- _Text_
┏━━

ANASTASIA PAVLYUCHENKOVA: Yeah. I for sure wanted to come back. There was no doubt about it. But of course there was a fear and doubts that I knew I would come back but how I would come back I didn't know.
I had a fear that and doubts that maybe I will never win a match again. Maybe I will never get my good form back or I will never be fit again. What if I start playing again and the pain comes back and my knee is bad again?
So of course I had a lot of thoughts and fear. But I guess this motivation and this desire of coming back and competing again and being on these big stages again and playing three-hour matches like today, you know, there was a lot more weight on that. So that kind of pushed me.
I believed, I worked so hard, and even with all the failures that I had this year, earlier this year, and there was like sometimes ridiculous matches that I lost, still kept on believing, working hard, and just persistence and patience.
Q. Earlier in the tournament you said you weren't here to just like fill a draw. You weren't here to just participate. That you wanted to come back being better than the player that was before the injury. So three seeds knocked out. Two three-hour matches. Back in the quarterfinals. How do you rate your level in Paris this week so far?

┗━━

- _Data_

┏━━

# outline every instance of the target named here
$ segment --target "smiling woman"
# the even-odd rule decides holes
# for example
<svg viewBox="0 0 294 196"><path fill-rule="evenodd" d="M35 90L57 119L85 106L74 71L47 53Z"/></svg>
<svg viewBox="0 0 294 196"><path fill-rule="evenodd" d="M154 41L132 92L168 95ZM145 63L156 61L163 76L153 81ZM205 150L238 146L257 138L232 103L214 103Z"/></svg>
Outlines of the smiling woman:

┗━━

- _Required tasks_
1 – Say whether each statement agrees with the interview, answering yes or no and quoting the deciding words.
(a) The player was unsure whether she wanted to come back.
(b) She feared that the pain in her knee might return.
(c) The question mentions two seeds being knocked out.
2 – Transcribe the stretch of the interview from "ANASTASIA PAVLYUCHENKOVA: Yeah." through "is bad again?".
3 – Answer these questions from the interview.
(a) How long does the player say the matches on big stages last, "like today"?
(b) What two qualities does she name at the end of her account of working hard this year?
(c) In which city is the tournament being played?
The lines have no connection to the interview.

- _Worked answers_
1 –
(a) No: "I for sure wanted to come back. There was no doubt about it."
(b) Yes: "What if I start playing again and the pain comes back and my knee is bad again?"
(c) No: "So three seeds knocked out."

2 –
ANASTASIA PAVLYUCHENKOVA: Yeah. I for sure wanted to come back. There was no doubt about it. But of course there was a fear and doubts that I knew I would come back but how I would come back I didn't know.
I had a fear that and doubts that maybe I will never win a match again. Maybe I will never get my good form back or I will never be fit again. What if I start playing again and the pain comes back and my knee is bad again?

3 –
(a) Three hours.
(b) Persistence and patience.
(c) Paris.